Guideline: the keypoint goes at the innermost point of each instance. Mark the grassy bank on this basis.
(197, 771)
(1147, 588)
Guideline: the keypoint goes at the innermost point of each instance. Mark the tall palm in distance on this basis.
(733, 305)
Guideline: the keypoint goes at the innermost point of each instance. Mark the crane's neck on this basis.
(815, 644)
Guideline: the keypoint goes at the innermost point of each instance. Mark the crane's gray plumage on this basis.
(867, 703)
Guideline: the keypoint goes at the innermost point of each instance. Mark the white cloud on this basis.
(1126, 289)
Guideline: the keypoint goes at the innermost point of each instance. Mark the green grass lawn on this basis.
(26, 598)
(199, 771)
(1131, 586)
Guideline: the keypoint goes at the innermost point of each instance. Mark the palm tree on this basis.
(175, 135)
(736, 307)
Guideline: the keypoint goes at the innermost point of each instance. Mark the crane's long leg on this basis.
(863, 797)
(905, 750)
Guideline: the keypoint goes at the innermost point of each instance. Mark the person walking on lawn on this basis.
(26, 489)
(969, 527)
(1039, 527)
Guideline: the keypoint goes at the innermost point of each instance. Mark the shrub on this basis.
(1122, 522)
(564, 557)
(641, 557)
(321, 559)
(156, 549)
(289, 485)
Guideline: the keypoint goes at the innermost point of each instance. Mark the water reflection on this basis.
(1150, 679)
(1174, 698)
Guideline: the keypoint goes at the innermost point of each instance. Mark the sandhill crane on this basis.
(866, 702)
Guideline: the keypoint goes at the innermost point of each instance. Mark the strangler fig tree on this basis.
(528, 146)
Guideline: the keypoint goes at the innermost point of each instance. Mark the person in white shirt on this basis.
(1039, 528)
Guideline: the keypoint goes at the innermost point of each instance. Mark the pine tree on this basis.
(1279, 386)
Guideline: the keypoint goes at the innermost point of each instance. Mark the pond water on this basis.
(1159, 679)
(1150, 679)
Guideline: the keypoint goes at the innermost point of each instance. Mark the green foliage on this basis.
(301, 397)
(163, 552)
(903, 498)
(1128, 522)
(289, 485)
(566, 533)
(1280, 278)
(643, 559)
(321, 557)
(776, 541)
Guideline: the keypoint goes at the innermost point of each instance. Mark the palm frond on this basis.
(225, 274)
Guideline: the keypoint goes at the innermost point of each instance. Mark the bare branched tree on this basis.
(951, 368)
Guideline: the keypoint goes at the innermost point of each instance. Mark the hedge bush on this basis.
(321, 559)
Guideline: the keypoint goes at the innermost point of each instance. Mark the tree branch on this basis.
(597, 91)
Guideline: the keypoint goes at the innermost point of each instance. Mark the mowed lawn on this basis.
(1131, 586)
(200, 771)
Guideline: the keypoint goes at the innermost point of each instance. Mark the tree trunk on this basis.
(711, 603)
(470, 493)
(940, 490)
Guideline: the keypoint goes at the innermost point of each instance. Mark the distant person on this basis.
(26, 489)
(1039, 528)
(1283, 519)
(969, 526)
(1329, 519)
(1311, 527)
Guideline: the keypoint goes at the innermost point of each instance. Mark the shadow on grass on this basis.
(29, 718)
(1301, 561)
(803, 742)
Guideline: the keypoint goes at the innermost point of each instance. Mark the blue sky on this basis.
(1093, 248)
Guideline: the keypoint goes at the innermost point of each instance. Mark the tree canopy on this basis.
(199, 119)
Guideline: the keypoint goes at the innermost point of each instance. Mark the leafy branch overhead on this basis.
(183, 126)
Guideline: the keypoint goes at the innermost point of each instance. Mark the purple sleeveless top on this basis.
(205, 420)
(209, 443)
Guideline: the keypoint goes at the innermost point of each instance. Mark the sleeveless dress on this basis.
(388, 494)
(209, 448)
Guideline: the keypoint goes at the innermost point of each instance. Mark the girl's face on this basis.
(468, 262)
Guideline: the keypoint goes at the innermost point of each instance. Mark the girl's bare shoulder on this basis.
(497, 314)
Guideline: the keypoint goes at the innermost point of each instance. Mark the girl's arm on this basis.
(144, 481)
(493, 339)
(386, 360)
* * * * * * * * *
WHAT TO PRODUCE: Print every record above exactly as it stands.

REPLY:
Guideline: the keypoint goes at the innermost point of each instance. Mark the grassy bank on this basis.
(197, 771)
(1147, 588)
Guideline: the keypoint goes at the innermost point of each instance. Mark the tall palm in distance on this basis.
(733, 305)
Guideline: the keypoint goes at the innermost point of each instance. Mark the crane's neck on this basis.
(815, 644)
Guideline: the keypoint goes at the innermost point of each instance. Mark the crane's gray plumage on this basis.
(867, 703)
Guideline: the keypoint goes at the innermost point of each instance. Mark the white cloud on this basis.
(1126, 289)
Guideline: the keypoint goes at the innermost point of each instance. Mark the green grass lawn on this basis.
(26, 598)
(199, 771)
(1131, 586)
Guideline: the keypoint goes at the innermost point of each instance. Mark the palm tree on this basis.
(175, 135)
(736, 307)
Guideline: the keypoint goes at the innermost point of each instance. Mark the crane's long leg on this basis.
(863, 797)
(905, 750)
Guideline: the keypoint goes at the innermost point of each instance. Mark the person walking on lawn on this basis.
(26, 489)
(969, 527)
(1039, 527)
Guideline: the keypoint goes at the innermost point of each instance. Mark the shrub on this basis.
(1122, 522)
(564, 557)
(641, 557)
(321, 559)
(156, 549)
(289, 485)
Guideline: the keypoint goes at the innermost point of each instance. Mark the water reflection on this basis.
(1150, 679)
(1174, 698)
Guideline: the keypoint goes at the innermost point of each instance. Mark the sandhill crane on this basis.
(866, 702)
Guideline: the keypoint goes at the innermost point of each instance. Mark the strangler fig tree on this basis.
(528, 146)
Guideline: the keypoint goes at the innermost point of each instance. Mark the person in white shirt on this basis.
(1039, 528)
Guideline: the keypoint goes at the innermost point of each instance. Mark the pine tree on this basis.
(1279, 386)
Guideline: the keypoint goes at the innermost point of each instance. Mark the pond water on this basis.
(1159, 679)
(1150, 679)
Guideline: the keypoint goes at the innermost point of each instance. Mark the green foliage on this basis.
(301, 397)
(163, 552)
(903, 498)
(1128, 522)
(289, 485)
(566, 533)
(1280, 278)
(643, 559)
(321, 557)
(776, 541)
Guideline: the keypoint goes at the innermost point of each instance. Mark the palm frond on this basis.
(225, 274)
Guideline: the keypoint goes at the innermost point of each instance. Mark the bare branched tree on this basis.
(951, 368)
Guideline: the keypoint goes at the innermost point of each instance. Mark the hedge bush on this basis.
(321, 559)
Guideline: the keypoint goes at the innermost point of each instance. Mark the tree branch on this basis.
(597, 91)
Guideline: the keypoint goes at the innermost point of each instance. Mark the mowed lawn on this basis.
(1131, 586)
(200, 771)
Guideline: the keypoint goes at the innermost point of each instance. Mark the tree trunk on this basis.
(711, 603)
(470, 493)
(940, 490)
Guideline: the keypoint goes at the innermost point of each instance. Mark the distant person on this basis.
(26, 489)
(1039, 528)
(1283, 519)
(969, 526)
(1329, 519)
(1311, 527)
Guideline: the keypoint goes at the innermost point of each instance. Mark the shadow on grass on this basis.
(29, 718)
(1301, 561)
(803, 742)
Guideline: the keypoint goes at the innermost point of each instance. Mark the blue sky on this basis.
(1093, 248)
Guideline: the keypoint goes at the innermost point of each instance. Mark the tree canopy on this basis.
(199, 119)
Guideline: the keypoint goes at the innermost point of each instance. Mark the leafy branch overhead on this basis.
(183, 126)
Guideline: the keypoint goes at the innermost point of each instance. Mark the purple sleeveless top on this basis.
(205, 420)
(209, 443)
Guideline: the keypoint goes at the innermost point of each instance. Mark the sleeveless dress on this basis.
(388, 494)
(209, 448)
Guideline: the keypoint goes at the innermost point of each instance. Mark the girl's face on this basis.
(468, 262)
Guideline: the keypoint goes at the innermost point of each instance. Mark the girl's bare shoulder on this basis.
(497, 314)
Guideline: the keypoint goes at the innermost point of each instance. Mark the girl's arm on this basis.
(144, 481)
(493, 339)
(386, 360)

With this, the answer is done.